- TASK INSTRUCTIONS: Convert the rows, from the start through the line that contains "46,196,115,216", into a two-column CSV with the columns instruction and answer. Give one CSV line per row, with the row's text and its answer each in a single quoted field and line breaks turned into spaces.

<<<<

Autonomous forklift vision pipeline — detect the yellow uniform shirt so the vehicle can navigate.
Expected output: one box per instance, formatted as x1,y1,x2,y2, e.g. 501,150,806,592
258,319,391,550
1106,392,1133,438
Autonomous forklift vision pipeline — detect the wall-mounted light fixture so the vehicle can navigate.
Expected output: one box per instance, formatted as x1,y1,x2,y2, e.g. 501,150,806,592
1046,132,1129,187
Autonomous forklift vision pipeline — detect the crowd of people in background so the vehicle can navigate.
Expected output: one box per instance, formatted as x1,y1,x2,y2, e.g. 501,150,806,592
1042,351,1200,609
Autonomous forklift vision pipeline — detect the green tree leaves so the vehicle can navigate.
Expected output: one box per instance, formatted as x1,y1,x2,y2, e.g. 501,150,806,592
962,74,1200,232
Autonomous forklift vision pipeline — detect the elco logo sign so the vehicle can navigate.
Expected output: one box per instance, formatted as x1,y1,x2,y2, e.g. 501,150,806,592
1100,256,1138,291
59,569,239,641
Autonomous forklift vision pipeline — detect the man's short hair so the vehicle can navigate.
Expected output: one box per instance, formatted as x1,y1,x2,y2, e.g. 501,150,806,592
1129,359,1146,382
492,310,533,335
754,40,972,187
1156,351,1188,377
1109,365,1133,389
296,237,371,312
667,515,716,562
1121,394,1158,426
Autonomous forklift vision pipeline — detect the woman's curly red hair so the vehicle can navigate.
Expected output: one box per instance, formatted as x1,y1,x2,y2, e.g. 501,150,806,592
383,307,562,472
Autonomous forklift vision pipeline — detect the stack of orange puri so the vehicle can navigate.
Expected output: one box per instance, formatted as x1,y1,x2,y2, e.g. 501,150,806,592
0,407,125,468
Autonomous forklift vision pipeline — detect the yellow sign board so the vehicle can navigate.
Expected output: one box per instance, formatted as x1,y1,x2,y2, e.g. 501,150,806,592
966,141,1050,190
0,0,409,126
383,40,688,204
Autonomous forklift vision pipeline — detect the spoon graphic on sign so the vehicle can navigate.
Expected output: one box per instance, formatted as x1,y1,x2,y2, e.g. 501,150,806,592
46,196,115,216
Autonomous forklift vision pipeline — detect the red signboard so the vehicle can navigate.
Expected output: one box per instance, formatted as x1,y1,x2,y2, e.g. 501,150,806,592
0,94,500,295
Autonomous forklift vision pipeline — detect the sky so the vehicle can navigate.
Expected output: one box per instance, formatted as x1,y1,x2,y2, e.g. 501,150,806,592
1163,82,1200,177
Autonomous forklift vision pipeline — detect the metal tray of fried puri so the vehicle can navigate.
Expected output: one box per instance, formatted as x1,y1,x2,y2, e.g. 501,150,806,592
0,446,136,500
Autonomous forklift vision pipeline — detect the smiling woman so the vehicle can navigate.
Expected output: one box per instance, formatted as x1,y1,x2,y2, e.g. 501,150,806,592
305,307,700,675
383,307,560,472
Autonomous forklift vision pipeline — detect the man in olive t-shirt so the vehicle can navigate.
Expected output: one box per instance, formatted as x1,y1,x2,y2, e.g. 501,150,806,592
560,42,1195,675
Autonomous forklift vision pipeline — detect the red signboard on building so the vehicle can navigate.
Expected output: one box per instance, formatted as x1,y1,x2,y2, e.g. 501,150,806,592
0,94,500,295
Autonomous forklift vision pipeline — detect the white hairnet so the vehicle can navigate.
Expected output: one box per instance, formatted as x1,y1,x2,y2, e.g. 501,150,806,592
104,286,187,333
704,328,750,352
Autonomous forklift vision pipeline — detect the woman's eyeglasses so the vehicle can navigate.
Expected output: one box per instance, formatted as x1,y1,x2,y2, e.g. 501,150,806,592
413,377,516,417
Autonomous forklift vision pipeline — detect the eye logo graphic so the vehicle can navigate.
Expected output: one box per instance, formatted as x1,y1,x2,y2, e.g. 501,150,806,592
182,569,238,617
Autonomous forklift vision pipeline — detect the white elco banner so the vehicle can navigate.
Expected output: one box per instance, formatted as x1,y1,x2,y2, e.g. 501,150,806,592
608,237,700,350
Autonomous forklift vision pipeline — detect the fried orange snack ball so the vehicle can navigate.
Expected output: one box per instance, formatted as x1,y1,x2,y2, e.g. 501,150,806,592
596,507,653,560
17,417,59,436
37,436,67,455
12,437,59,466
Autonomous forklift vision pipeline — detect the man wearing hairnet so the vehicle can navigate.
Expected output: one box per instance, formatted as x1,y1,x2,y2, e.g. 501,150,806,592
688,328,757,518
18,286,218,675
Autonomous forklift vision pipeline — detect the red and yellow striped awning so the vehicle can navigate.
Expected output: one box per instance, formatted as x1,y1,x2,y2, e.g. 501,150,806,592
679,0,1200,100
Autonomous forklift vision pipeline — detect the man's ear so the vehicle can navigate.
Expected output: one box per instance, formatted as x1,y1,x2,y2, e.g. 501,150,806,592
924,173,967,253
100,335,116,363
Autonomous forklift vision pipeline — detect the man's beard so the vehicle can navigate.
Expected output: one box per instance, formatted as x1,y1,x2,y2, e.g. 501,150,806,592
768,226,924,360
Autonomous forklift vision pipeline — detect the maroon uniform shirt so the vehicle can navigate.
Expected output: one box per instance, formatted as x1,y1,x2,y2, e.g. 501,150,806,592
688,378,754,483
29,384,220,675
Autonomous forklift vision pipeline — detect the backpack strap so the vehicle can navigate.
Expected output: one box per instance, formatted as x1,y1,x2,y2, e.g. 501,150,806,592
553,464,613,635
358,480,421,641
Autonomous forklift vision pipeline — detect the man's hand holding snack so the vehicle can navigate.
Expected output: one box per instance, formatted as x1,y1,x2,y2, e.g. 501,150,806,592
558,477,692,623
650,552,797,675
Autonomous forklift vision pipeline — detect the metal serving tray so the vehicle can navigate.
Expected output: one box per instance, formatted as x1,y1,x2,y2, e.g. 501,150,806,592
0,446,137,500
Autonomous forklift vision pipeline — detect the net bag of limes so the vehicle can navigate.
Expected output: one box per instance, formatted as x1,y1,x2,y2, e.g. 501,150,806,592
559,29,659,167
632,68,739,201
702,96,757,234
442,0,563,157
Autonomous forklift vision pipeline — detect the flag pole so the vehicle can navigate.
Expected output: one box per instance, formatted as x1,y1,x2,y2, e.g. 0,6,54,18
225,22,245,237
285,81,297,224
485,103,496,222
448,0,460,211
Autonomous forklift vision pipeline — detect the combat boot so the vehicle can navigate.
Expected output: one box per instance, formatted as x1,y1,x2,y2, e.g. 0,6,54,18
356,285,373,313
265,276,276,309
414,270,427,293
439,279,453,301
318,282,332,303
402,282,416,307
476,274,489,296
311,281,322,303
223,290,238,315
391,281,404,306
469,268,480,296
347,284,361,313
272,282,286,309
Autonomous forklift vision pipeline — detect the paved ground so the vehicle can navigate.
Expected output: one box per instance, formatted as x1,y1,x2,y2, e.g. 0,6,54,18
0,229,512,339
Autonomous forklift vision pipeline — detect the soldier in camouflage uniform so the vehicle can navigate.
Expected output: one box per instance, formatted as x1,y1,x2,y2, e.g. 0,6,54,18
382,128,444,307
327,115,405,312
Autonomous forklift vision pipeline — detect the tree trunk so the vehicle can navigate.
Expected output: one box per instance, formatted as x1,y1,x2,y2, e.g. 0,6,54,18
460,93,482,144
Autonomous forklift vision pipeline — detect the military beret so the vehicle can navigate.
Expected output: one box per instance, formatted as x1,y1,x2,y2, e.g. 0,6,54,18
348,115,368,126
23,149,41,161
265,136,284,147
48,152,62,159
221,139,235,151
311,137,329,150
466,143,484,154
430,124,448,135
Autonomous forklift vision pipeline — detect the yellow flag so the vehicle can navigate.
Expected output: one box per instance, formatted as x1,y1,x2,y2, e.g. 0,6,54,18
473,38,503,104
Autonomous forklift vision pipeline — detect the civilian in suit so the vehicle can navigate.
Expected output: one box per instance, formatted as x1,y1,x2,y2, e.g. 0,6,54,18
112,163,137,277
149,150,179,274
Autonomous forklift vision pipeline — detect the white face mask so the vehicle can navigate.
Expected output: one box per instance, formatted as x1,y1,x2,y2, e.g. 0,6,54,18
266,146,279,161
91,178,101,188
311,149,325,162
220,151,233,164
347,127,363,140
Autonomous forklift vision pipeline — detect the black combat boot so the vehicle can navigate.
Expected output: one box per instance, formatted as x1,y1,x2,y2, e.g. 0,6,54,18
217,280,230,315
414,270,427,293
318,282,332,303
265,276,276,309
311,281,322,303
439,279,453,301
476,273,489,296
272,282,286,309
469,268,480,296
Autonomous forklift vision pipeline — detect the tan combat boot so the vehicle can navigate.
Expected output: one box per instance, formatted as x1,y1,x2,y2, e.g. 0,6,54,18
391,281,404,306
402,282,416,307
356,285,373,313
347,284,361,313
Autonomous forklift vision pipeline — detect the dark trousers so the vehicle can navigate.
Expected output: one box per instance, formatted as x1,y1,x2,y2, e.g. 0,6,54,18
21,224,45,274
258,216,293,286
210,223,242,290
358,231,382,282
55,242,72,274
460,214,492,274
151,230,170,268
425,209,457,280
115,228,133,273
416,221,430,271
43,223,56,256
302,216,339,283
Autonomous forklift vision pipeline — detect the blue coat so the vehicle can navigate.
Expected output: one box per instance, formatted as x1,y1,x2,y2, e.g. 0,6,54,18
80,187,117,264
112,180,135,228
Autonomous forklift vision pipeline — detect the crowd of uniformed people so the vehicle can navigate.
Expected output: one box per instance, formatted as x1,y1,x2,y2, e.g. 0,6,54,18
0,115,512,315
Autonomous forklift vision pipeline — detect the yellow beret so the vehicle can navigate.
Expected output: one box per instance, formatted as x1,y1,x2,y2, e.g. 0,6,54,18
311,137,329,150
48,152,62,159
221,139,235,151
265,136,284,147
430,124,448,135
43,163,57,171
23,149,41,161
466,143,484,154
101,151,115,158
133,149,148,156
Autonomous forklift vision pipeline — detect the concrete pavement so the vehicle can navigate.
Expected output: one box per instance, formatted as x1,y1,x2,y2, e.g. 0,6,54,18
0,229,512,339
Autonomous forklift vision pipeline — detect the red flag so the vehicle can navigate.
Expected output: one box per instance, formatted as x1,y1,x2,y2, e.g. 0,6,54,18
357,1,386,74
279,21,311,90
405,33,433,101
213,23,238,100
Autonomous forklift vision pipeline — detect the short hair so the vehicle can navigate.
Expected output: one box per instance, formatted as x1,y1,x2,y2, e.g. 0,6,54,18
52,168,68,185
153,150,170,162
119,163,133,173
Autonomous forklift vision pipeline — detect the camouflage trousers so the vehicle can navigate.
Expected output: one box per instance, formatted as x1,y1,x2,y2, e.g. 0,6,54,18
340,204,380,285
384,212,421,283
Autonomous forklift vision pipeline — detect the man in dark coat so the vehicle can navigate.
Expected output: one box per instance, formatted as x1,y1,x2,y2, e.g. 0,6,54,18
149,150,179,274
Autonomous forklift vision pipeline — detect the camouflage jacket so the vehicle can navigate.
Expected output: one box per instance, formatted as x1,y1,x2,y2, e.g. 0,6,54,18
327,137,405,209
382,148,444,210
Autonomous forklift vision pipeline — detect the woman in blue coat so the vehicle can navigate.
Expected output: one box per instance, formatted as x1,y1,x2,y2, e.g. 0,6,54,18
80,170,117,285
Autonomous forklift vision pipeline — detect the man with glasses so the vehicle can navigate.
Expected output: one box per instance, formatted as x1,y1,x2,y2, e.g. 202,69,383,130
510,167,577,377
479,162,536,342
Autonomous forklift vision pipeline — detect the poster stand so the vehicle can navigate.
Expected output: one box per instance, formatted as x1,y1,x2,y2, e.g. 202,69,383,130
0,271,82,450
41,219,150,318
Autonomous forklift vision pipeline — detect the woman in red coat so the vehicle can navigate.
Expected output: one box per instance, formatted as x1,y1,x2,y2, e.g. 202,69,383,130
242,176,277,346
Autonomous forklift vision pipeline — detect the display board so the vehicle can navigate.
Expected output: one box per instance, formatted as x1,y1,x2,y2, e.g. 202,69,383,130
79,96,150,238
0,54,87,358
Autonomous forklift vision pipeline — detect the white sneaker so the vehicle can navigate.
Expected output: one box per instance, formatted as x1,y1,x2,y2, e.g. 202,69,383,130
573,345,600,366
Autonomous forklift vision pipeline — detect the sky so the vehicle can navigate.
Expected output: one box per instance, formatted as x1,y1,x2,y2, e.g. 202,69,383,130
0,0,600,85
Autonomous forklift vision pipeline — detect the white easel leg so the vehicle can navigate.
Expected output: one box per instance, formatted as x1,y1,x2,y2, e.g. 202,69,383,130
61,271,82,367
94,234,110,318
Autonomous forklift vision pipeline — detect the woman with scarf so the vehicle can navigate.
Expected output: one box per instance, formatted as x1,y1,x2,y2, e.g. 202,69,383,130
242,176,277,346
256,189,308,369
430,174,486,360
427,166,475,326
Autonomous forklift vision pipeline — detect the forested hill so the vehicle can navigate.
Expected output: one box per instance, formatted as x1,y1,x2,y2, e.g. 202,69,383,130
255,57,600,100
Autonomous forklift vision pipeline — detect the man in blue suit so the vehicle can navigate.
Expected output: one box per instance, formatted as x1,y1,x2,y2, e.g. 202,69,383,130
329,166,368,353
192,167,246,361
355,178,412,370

>>>>

- ANSWER TO THE TASK:
instruction,answer
"Autonomous forklift vision pipeline — detect the yellow uniform shirt so the vehicle can navigate. Expected output: one box per instance, formatted as x1,y1,x2,y2, e.g. 501,150,806,592","258,319,391,550 1106,392,1133,438"
"Autonomous forklift vision pipeline — detect the wall-mounted light fixture so the vehicle can navigate. Expected output: one box per instance, formatted as x1,y1,x2,y2, e.g. 501,150,806,592","1046,132,1129,187"
"Autonomous forklift vision pipeline — detect the crowd of people in background so the vehicle can navigate. Expected output: one box per instance, formatted as x1,y1,x2,y2, e.g. 501,150,806,592","1042,351,1200,609"
"Autonomous forklift vision pipeline — detect the green tree leaves so the vehicle can navigate. Expected output: one box per instance, formatted as x1,y1,x2,y2, e.g. 501,150,806,592","962,74,1200,232"
"Autonomous forklift vision pipeline — detect the elco logo sign so the vehicle can navigate. Expected output: one box per instance, formatted as x1,y1,x2,y2, e.g. 501,150,806,592","1100,256,1138,291 59,569,239,641"
"Autonomous forklift vision pipeline — detect the man's short hair so the vehicle can navigate. Expected output: one box per instance, formatted as x1,y1,x2,y2, e.g. 501,150,806,592","1129,359,1146,382 492,310,533,335 754,40,972,187 1156,351,1188,377 1109,365,1133,389 296,237,371,312 667,515,716,562 1121,394,1158,426"
"Autonomous forklift vision pipeline — detect the woman's curly red hair so the vehicle can navigate. Expected output: one box per instance, formatted as x1,y1,x2,y2, e.g. 501,150,806,592","383,307,562,472"
"Autonomous forklift vision pipeline — detect the stack of orange puri so the vehicle can navigate. Expected output: one box per instance, formatted as x1,y1,x2,y2, e.g. 501,150,806,592","0,407,125,468"
"Autonomous forklift vision pipeline — detect the yellow sign board so the vehicle can navigate. Expected output: one box per instance, formatted as x1,y1,x2,y2, e.g. 501,150,806,592","966,141,1050,190 0,0,409,126 383,40,688,204"
"Autonomous forklift vision pipeline — detect the spoon graphic on sign so the vehicle can navigate. Expected output: one box per instance, formatted as x1,y1,x2,y2, e.g. 501,150,806,592","46,196,115,216"